◆ PASSAGE TO READ:
★ ★ ★

Health, Myths, Fraud and the Crisis

The Muni Market

Municipal bonds suffered a remarkable sell off in the last two weeks. Is this the top in Muni bonds and the beginning of  a long-term rise in interest rates?

Here are two girls with very different opinions on the matter:

First Meredith:

Meredith Whitney Advisory Group is now predicting dramatic declines in US home prices, large layoffs at US banks and widespread defaults in the municipal bond market:  Link Video FT


but Bond Girl offers a very different explanation :

Some thoughts on the muni market

2010-11-19 00:06  My opinion, for whatever it is worth to you, is that there are a handful of factors – mostly unrelated to the relative creditworthiness of muni issuers – that have provoked this correction.  These factors are related, and they will likely contribute to volatility going into next year.  The first, obviously, is a supply glut.  The pending expiration of the Build America Bond (BAB) program has pulled supply forward, and this is going to seesaw over the next several weeks.  Since the BAB program was initiated, most issuers have structured their new issues with the sense that they will go to either the tax-exempt or taxable market, whichever is more advantageous at the time.  It has been almost completely a supply management game since the market for these bonds was established and munis became truly bifurcated.
Well, maybe it was just a coincidence that the plunge in Muni Bonds  started with the official bankruptcy of AMBAC, the bond insurer … Bond Girl ?

★ ★ ★

[Referring expression pointing data]

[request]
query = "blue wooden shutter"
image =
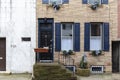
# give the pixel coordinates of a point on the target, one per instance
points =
(104, 1)
(45, 1)
(76, 37)
(84, 1)
(65, 1)
(57, 36)
(106, 36)
(87, 37)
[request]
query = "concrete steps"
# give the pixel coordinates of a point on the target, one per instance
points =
(51, 71)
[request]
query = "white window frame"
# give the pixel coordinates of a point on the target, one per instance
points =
(63, 36)
(55, 0)
(101, 35)
(94, 0)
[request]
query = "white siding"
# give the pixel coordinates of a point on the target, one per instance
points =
(17, 20)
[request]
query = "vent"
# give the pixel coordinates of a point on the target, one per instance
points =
(97, 69)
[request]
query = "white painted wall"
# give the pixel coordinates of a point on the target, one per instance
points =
(18, 19)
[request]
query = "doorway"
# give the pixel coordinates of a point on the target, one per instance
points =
(116, 56)
(45, 38)
(2, 54)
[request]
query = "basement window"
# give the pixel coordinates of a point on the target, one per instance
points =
(26, 39)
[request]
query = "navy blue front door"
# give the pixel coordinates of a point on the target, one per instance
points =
(45, 37)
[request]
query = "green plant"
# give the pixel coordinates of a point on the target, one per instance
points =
(83, 63)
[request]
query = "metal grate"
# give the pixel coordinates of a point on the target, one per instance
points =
(97, 69)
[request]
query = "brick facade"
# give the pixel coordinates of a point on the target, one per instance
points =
(75, 11)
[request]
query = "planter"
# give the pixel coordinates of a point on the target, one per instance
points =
(83, 72)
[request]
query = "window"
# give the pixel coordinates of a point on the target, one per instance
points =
(26, 39)
(56, 1)
(67, 36)
(94, 1)
(96, 36)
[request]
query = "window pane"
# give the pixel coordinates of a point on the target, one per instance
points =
(93, 1)
(96, 36)
(66, 42)
(57, 1)
(95, 43)
(66, 29)
(95, 30)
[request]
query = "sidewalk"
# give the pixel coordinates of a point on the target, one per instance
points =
(101, 77)
(15, 77)
(91, 77)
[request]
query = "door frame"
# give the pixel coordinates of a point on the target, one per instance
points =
(116, 51)
(46, 20)
(4, 54)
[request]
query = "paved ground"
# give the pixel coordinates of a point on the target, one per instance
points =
(91, 77)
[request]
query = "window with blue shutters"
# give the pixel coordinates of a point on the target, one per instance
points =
(59, 1)
(96, 36)
(67, 36)
(92, 1)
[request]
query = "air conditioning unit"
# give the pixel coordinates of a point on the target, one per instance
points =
(96, 69)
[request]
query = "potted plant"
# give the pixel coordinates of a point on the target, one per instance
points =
(83, 67)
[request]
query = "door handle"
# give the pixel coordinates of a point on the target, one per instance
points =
(1, 58)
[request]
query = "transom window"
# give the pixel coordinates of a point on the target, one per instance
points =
(67, 36)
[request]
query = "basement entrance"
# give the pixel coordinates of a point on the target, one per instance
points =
(45, 38)
(116, 56)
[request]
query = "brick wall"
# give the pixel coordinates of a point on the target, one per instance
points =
(75, 11)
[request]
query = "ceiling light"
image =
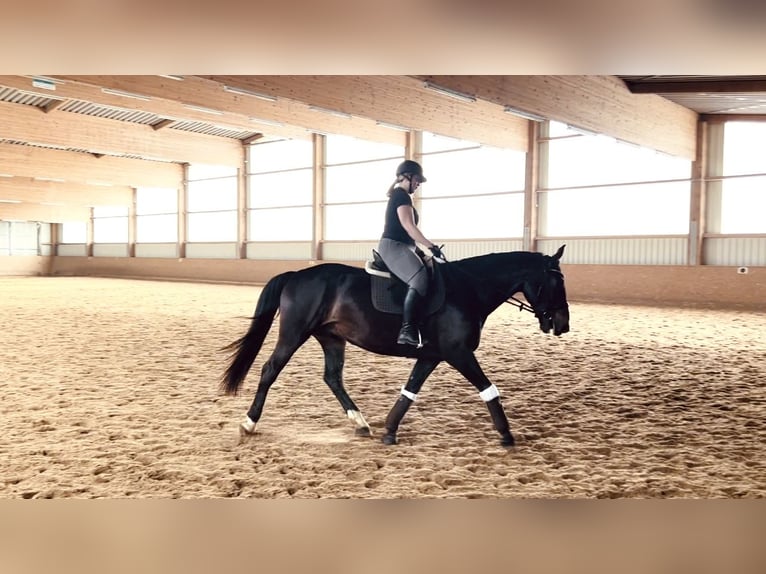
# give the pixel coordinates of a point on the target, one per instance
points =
(450, 92)
(392, 126)
(124, 94)
(582, 131)
(203, 110)
(244, 92)
(331, 112)
(267, 122)
(523, 114)
(45, 83)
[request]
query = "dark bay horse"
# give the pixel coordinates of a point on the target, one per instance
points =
(332, 303)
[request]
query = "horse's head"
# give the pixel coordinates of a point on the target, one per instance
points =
(545, 292)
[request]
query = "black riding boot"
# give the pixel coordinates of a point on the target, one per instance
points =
(409, 335)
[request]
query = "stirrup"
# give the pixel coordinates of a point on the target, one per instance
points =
(406, 337)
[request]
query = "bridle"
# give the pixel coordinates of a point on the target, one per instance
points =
(524, 306)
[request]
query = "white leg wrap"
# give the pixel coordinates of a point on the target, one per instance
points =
(357, 417)
(489, 393)
(248, 425)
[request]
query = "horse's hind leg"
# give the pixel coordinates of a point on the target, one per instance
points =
(286, 346)
(334, 358)
(409, 393)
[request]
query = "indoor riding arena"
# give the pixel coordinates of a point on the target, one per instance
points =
(137, 235)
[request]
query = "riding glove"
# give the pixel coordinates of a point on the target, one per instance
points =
(436, 251)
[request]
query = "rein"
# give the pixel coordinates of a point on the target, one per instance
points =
(520, 305)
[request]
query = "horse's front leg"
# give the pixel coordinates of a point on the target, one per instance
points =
(408, 395)
(334, 358)
(468, 366)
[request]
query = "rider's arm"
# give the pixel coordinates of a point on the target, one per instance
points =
(407, 219)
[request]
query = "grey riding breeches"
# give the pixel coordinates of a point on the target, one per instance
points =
(403, 262)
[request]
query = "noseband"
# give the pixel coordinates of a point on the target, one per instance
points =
(523, 306)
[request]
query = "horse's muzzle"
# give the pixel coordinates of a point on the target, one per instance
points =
(560, 321)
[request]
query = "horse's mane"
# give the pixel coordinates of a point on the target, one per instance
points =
(467, 278)
(492, 260)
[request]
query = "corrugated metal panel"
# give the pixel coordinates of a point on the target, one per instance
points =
(168, 250)
(454, 250)
(212, 251)
(735, 251)
(277, 250)
(110, 250)
(620, 250)
(348, 251)
(43, 145)
(14, 96)
(212, 129)
(110, 112)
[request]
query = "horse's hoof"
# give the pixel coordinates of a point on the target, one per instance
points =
(389, 439)
(508, 441)
(244, 434)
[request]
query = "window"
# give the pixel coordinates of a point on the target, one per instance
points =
(357, 177)
(590, 168)
(280, 191)
(473, 191)
(110, 224)
(743, 199)
(74, 232)
(156, 215)
(211, 203)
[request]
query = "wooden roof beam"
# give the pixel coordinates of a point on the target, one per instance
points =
(28, 161)
(45, 213)
(711, 86)
(29, 190)
(110, 137)
(395, 100)
(187, 100)
(601, 104)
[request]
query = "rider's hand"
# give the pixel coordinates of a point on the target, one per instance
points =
(436, 251)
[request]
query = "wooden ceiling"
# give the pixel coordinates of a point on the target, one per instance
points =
(707, 95)
(75, 141)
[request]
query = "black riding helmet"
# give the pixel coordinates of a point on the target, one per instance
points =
(409, 167)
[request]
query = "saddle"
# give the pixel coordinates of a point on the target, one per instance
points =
(388, 291)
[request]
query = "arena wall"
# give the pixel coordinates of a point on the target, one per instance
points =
(25, 265)
(697, 286)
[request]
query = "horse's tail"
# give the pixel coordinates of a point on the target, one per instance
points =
(246, 348)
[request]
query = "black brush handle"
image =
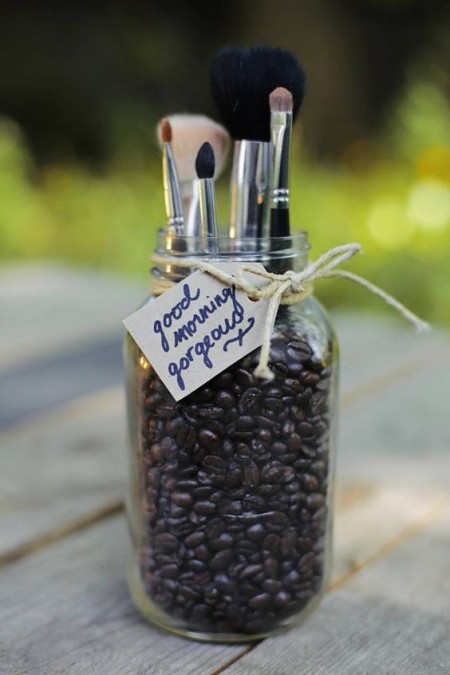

★ ★ ★

◆ LIST OF TASKS:
- a) Reproduce, word for word, the part of the municipal bond post that opens with the words containing "Some thoughts on" and closes with "became truly bifurcated.".
- b) Write the next part of the municipal bond post, picking up after its last sentence.
The records are separate material and have no connection to the municipal bond post.

◆ LIST OF ANSWERS:
- a)
Some thoughts on the muni market

2010-11-19 00:06  My opinion, for whatever it is worth to you, is that there are a handful of factors – mostly unrelated to the relative creditworthiness of muni issuers – that have provoked this correction.  These factors are related, and they will likely contribute to volatility going into next year.  The first, obviously, is a supply glut.  The pending expiration of the Build America Bond (BAB) program has pulled supply forward, and this is going to seesaw over the next several weeks.  Since the BAB program was initiated, most issuers have structured their new issues with the sense that they will go to either the tax-exempt or taxable market, whichever is more advantageous at the time.  It has been almost completely a supply management game since the market for these bonds was established and munis became truly bifurcated.

- b)
and on a different issue Bond Girl wrote:

NRSROs, barriers to entry, and the ways we lie to ourselves

Bond Girl 2010-11-20 12:54

At the risk of seeming petty, I am going to write yet another post slamming Meredith Whitney.  If you are patient, however, you will find it is not really about Whitney at all.  So… Be patient.

You likely recall that Whitney had all of the talking heads on financial news programs captivated back in September when she announced that, after two years of research, she had produced her own ratings for the largest 15 state credits in the muni market.  She said her firm had prepared a 600-page report revealing that some states were likely to default on their obligations and would need a massive federal bailout.  The report, naturally, was made available to clients, but was not published (and therefore not able to be vetted) – yet this did not stop various tongue-waggers from assuming that because the report was reputedly long that it also represented good research.